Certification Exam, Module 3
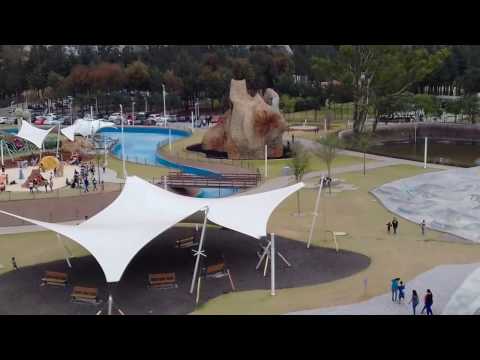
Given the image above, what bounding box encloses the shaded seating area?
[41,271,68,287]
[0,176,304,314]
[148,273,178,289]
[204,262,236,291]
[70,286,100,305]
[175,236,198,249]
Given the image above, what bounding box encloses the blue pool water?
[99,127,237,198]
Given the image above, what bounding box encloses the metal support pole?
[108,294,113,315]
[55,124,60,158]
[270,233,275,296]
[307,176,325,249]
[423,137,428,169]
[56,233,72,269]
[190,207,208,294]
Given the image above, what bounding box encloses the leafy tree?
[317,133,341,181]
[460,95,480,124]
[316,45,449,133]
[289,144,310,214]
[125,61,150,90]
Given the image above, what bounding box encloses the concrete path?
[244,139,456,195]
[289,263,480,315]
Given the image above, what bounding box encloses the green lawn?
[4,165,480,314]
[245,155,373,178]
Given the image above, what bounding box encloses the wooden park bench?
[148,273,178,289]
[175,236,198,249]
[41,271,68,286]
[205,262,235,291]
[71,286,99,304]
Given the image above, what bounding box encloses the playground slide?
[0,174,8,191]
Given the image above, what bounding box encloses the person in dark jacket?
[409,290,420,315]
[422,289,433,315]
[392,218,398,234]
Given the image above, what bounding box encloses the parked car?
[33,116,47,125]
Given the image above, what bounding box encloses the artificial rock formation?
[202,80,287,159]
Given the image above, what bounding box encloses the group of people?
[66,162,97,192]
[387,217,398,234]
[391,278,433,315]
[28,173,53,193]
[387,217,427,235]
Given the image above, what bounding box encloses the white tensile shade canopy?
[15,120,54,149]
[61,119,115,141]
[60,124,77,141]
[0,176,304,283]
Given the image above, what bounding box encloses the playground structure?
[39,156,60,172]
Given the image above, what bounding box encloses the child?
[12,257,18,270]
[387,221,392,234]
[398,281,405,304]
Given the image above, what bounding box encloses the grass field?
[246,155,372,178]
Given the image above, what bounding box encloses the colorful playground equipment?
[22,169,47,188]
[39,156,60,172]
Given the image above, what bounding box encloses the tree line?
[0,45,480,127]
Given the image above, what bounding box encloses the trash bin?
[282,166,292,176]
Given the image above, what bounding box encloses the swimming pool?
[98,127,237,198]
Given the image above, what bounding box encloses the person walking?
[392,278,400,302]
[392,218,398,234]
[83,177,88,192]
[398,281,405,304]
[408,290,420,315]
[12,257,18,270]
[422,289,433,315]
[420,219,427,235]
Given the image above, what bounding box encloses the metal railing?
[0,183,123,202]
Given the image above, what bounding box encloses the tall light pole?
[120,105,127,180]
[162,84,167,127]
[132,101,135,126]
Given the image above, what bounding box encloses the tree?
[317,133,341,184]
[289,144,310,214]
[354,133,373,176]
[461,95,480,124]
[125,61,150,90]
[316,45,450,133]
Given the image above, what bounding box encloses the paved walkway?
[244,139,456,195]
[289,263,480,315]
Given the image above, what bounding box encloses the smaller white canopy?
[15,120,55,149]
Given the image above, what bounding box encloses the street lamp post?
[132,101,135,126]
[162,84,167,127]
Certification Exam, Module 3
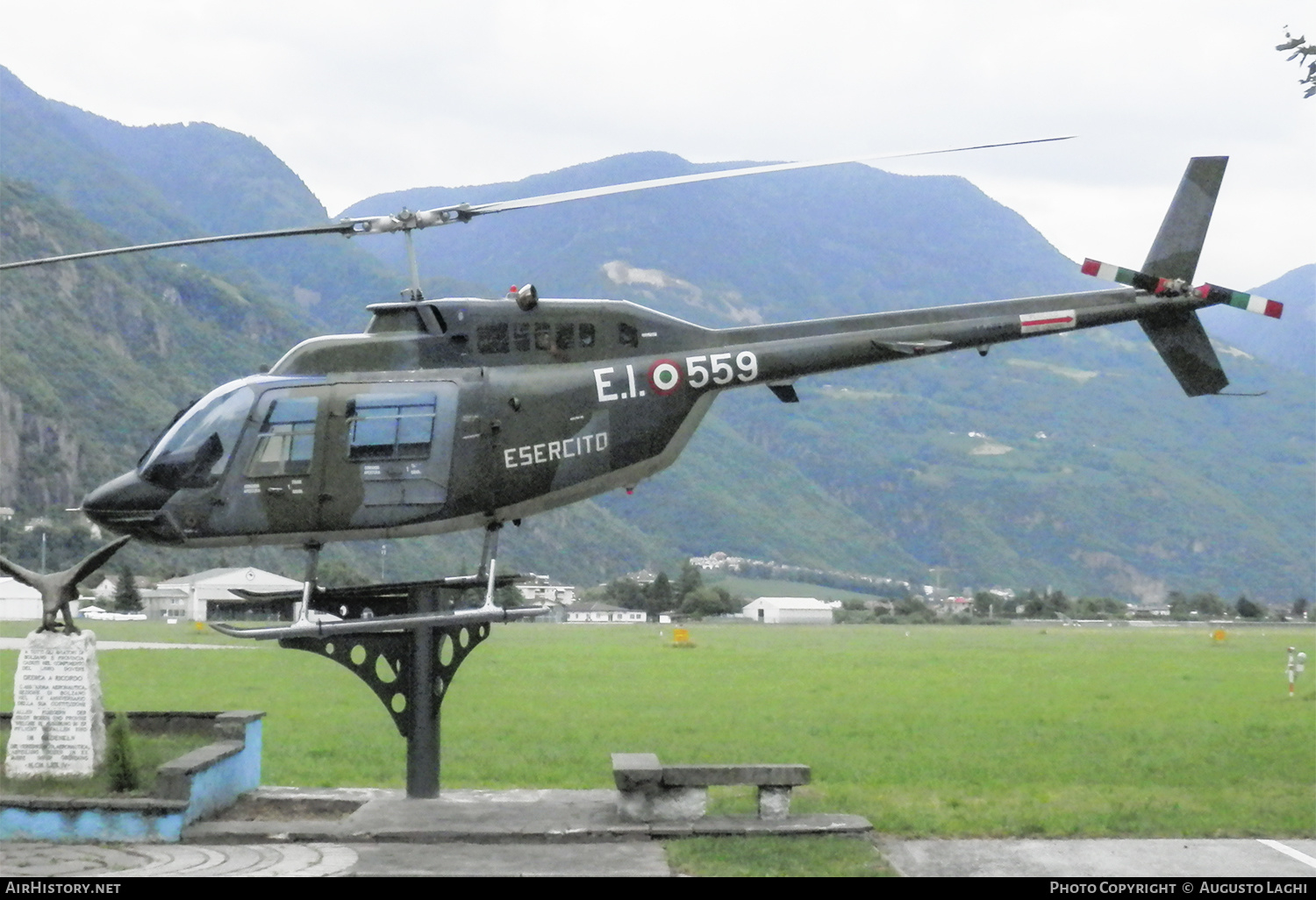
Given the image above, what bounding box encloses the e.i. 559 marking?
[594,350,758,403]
::::::::
§ Task requirements: Copy out all of the data above word for word, leaving out the pictures.

§ Answer to the exercise:
Certification Exam, Module 3
Given the image above, what bounding box encloses the shaded seating area?
[41,271,68,287]
[0,176,304,314]
[148,273,178,289]
[204,262,236,291]
[70,286,100,305]
[175,236,198,249]
Given the image above, what bounding box encloses the blue pool water?
[99,127,237,198]
Given the image above, what bounding box encloses the metal support pole?
[108,294,113,315]
[55,124,60,158]
[270,233,275,296]
[307,176,325,249]
[423,137,428,169]
[56,233,72,269]
[190,207,208,294]
Given the image above, what bounding box encloses the leafy tree?
[317,133,341,181]
[460,95,480,124]
[316,45,449,133]
[289,144,310,214]
[125,61,150,90]
Given the image above, what bounding box encloses the concrete path?
[244,139,456,195]
[289,263,480,315]
Given the image above, what bounding box encloses the green lawn?
[4,165,480,314]
[245,155,373,178]
Given the image above, what bounding box encloses the wooden park bench?
[148,273,178,289]
[175,236,198,249]
[41,271,68,286]
[205,262,235,291]
[71,286,99,304]
Given the image above, what bounding box encloses the playground slide?
[0,174,8,191]
Given the image above, what bounding box encloses the person in dark jacket?
[409,290,420,315]
[422,289,433,315]
[392,218,398,234]
Given the image above, what bounding box encloses the parked car?
[33,116,47,125]
Given the image above, what bounding box encloses the artificial rock formation?
[202,80,287,159]
Given the image above, what bounding box encloses the group of people?
[66,162,97,192]
[387,217,398,234]
[391,278,433,315]
[28,173,53,193]
[387,217,427,235]
Given the image above, what bounding box encloses the white tensile shade canopy?
[15,120,54,149]
[61,119,115,141]
[60,124,77,141]
[0,176,304,283]
Given the image above, what bounding box encloses the playground structure?
[39,156,60,172]
Given the image above, what bounding box encloses the child?
[12,257,18,270]
[387,221,392,234]
[398,281,405,304]
Given the image above, what bounding box encloses the grass field?
[246,155,372,178]
Given the image above, what bounding box encloses the colorful playground equipment?
[22,169,47,188]
[39,156,60,172]
Given the image above, what bounding box encloses the tree line?
[0,45,480,127]
Given the image above, what bounding box encloses the trash bin?
[282,166,292,176]
Given the image above, what bounding box encloses the swimming pool?
[98,127,237,198]
Given the image above, what bounding box encloses the person walking?
[392,278,400,302]
[392,218,398,234]
[83,177,88,192]
[398,281,405,304]
[408,290,420,315]
[12,257,18,270]
[422,289,433,315]
[420,219,427,235]
Given the image above, what bounding box encloses the metal railing?
[0,183,123,202]
Given the image above, what bounding box encloses the tall light pole?
[120,105,127,180]
[162,84,167,127]
[132,101,135,126]
Given the image above, what bounding box encloses the tree?
[317,133,341,184]
[289,144,310,214]
[354,133,373,176]
[461,95,480,124]
[125,61,150,90]
[316,45,450,133]
Given the image above, what bounding box encloses the paved walkway?
[244,139,456,195]
[289,263,480,315]
Given the image above, what bounding box encloses the smaller white canopy?
[15,120,55,149]
Given the image above, what bounding box encloses the street lamp post?
[132,101,135,126]
[162,84,167,127]
Certification Exam, Module 3
Given the image above, what bounding box encloses the e.i. 559 marking?
[594,350,758,403]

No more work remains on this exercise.